Task details :: Across the entries below, how many lines include the word "bush"? Reply with only the number.

Stored data entries:
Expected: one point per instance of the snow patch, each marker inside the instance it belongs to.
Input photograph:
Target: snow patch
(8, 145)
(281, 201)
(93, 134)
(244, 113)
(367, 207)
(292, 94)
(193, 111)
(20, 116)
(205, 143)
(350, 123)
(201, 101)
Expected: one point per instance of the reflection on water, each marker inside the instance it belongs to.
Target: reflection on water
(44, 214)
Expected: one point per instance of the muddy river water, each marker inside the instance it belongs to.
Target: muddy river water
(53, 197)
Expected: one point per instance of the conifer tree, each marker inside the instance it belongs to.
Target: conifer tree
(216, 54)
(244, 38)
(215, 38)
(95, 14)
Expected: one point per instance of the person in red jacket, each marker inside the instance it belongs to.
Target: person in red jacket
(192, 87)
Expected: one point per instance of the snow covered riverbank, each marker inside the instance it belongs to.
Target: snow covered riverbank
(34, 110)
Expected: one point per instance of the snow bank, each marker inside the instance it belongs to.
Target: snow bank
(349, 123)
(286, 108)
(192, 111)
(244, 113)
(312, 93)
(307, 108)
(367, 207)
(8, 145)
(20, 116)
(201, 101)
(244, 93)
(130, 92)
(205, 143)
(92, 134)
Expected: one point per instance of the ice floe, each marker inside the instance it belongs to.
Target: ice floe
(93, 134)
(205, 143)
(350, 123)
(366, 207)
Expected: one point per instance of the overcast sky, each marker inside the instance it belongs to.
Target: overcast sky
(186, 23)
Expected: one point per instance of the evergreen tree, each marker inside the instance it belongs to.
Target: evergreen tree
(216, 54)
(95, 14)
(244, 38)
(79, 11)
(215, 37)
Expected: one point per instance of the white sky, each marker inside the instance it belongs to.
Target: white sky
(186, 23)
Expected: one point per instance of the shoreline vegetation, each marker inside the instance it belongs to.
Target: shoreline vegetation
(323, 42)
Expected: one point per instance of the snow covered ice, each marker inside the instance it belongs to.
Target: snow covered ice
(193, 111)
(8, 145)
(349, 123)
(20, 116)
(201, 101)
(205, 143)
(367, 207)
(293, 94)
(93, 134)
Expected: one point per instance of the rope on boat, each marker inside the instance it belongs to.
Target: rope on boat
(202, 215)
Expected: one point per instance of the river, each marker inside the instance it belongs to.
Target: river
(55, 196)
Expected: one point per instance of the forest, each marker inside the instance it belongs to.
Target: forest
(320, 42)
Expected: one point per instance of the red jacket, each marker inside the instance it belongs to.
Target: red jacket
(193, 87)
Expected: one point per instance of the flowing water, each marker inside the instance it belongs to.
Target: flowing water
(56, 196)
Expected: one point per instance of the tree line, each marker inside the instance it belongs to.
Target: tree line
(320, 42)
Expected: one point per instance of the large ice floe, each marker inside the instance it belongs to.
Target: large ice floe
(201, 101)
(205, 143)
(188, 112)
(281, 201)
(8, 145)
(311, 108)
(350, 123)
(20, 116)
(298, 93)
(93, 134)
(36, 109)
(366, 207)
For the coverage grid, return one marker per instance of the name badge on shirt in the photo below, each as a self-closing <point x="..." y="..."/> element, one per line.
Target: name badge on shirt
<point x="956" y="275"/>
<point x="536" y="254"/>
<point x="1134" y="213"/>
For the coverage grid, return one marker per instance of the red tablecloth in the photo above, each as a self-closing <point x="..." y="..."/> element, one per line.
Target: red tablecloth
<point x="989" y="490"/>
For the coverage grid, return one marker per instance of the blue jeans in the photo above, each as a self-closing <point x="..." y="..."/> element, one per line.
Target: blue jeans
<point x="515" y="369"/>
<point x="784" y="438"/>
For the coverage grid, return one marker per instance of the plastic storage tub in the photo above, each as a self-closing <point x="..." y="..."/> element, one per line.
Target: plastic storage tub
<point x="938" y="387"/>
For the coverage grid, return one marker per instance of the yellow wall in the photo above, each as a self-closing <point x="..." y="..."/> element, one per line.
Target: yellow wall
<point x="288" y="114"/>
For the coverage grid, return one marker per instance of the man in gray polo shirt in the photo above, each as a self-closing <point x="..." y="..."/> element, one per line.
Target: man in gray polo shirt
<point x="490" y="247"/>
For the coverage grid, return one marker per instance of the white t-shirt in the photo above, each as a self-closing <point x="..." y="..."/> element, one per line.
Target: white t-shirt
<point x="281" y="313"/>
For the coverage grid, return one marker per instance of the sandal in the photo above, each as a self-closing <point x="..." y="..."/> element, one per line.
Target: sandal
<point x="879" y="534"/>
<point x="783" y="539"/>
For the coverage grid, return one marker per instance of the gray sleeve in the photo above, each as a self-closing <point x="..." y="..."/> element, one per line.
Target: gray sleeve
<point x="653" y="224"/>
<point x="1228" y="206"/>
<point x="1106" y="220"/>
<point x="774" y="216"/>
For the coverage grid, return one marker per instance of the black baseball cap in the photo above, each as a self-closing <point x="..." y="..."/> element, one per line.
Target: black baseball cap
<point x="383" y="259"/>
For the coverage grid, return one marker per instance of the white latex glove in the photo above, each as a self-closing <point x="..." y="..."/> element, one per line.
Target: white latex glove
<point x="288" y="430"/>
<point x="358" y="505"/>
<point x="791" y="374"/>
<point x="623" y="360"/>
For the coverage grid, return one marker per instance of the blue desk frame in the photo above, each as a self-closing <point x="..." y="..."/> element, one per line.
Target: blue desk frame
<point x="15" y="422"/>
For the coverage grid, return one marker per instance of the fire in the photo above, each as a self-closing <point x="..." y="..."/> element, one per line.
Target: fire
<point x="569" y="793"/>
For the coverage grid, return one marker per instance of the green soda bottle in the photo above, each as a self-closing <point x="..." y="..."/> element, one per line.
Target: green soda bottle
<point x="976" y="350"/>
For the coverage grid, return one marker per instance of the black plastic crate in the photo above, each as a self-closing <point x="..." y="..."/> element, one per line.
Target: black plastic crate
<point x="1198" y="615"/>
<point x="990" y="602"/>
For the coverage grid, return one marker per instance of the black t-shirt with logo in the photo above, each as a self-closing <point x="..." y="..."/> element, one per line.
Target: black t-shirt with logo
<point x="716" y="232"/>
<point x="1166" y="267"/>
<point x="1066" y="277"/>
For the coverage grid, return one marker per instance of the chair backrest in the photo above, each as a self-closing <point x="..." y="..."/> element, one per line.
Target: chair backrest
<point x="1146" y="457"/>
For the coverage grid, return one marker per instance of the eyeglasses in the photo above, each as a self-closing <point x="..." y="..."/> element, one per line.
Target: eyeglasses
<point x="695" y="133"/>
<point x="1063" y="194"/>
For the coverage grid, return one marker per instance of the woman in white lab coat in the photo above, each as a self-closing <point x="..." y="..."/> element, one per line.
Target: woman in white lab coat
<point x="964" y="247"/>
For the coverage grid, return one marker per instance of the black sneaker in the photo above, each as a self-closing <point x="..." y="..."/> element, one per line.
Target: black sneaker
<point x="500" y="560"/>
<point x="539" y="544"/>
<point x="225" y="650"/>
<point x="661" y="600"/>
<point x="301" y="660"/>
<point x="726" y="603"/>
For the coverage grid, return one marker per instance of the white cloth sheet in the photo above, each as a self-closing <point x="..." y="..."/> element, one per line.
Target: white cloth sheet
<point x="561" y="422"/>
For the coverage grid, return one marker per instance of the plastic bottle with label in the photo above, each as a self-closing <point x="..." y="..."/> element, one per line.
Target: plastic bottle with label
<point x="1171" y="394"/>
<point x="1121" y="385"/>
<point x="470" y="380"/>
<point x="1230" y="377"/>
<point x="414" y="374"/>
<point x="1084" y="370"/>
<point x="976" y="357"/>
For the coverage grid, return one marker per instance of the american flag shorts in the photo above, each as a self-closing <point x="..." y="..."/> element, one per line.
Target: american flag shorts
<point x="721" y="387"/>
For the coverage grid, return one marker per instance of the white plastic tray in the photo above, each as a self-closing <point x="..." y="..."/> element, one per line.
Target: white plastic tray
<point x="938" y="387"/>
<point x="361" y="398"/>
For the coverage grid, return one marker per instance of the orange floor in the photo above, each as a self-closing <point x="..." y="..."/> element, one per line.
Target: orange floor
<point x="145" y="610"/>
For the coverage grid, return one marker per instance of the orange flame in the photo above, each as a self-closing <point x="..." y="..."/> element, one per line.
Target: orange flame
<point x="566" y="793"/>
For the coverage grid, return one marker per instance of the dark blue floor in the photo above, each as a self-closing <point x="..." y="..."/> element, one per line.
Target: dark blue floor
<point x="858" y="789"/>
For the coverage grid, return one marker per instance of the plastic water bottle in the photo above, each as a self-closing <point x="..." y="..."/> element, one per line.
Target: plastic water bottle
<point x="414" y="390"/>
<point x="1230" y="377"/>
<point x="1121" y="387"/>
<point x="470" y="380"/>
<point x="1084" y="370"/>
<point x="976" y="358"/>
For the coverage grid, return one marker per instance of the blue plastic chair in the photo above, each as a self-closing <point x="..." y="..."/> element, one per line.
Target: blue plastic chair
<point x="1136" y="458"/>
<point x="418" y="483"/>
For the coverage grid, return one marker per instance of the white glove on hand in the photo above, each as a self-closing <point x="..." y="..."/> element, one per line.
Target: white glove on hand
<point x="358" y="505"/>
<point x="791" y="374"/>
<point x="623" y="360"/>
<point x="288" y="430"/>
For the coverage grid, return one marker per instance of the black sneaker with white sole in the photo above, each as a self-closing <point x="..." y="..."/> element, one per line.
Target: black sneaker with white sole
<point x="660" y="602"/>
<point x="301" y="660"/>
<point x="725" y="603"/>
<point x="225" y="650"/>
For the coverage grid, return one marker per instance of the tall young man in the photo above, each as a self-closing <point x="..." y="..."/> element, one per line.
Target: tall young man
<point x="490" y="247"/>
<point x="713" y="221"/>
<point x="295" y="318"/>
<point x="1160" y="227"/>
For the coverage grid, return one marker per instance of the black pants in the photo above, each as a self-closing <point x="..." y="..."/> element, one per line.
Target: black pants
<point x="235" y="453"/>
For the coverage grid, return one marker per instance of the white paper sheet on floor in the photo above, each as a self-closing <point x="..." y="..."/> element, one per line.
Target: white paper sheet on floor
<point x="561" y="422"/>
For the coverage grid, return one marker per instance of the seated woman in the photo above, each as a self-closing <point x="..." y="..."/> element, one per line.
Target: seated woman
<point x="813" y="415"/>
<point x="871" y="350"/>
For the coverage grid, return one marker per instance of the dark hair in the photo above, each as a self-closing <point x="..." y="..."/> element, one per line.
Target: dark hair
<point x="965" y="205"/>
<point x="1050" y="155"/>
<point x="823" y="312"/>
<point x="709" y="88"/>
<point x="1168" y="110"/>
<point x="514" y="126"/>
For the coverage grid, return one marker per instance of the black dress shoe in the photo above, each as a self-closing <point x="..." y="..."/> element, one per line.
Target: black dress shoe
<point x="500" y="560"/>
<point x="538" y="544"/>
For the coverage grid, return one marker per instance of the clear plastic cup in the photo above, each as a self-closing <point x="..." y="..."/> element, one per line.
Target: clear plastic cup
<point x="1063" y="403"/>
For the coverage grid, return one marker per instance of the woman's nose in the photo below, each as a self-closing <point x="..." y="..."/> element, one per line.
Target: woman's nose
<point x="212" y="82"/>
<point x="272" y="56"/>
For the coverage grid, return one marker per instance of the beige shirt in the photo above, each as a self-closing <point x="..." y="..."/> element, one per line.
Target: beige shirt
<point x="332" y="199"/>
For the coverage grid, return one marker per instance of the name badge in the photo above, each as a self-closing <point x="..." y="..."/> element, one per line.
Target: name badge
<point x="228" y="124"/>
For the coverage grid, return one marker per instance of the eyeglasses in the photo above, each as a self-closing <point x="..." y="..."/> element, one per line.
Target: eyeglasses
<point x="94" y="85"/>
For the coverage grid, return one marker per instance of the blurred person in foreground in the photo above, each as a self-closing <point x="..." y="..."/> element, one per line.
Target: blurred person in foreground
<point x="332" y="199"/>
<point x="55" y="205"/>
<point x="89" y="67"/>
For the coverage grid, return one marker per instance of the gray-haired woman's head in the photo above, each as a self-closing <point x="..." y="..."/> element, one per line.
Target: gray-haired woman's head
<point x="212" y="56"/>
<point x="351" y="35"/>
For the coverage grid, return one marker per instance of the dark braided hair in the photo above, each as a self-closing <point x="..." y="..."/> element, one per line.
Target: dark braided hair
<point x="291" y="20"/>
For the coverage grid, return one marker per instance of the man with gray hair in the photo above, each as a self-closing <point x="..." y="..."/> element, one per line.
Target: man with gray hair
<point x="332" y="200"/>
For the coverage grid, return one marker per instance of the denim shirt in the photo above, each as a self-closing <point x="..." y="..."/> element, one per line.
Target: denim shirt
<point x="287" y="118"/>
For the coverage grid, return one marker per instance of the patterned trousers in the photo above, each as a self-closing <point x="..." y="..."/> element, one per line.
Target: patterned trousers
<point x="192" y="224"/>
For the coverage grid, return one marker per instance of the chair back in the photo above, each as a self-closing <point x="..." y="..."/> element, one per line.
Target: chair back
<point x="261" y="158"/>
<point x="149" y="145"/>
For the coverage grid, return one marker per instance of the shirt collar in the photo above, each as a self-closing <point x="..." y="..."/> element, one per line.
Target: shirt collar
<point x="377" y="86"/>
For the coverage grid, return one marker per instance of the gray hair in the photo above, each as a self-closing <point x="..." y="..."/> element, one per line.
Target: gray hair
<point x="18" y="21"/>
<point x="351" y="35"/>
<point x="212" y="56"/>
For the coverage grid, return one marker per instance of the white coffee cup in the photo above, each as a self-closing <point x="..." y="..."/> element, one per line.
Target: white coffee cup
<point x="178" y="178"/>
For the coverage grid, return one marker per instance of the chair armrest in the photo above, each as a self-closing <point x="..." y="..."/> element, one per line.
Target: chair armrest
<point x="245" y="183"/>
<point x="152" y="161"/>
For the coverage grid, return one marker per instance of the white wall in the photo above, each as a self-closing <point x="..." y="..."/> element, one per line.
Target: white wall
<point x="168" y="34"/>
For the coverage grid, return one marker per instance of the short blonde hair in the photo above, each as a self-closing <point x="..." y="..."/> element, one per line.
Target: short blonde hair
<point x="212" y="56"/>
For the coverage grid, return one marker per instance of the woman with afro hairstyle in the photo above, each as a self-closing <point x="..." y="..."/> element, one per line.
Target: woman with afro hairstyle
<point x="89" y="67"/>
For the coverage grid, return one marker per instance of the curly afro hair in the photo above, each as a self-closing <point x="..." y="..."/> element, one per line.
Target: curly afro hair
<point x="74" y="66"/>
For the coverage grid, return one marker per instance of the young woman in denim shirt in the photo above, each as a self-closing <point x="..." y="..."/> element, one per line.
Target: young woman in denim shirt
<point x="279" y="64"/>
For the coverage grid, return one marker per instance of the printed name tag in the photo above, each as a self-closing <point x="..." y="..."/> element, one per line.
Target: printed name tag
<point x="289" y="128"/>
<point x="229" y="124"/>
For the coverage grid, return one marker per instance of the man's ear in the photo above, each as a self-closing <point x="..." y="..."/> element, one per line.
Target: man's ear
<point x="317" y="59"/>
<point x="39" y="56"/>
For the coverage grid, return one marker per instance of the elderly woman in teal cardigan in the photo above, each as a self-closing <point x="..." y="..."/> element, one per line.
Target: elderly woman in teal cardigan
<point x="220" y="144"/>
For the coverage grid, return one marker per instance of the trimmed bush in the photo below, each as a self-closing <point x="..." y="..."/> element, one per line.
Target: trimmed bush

Answer :: 2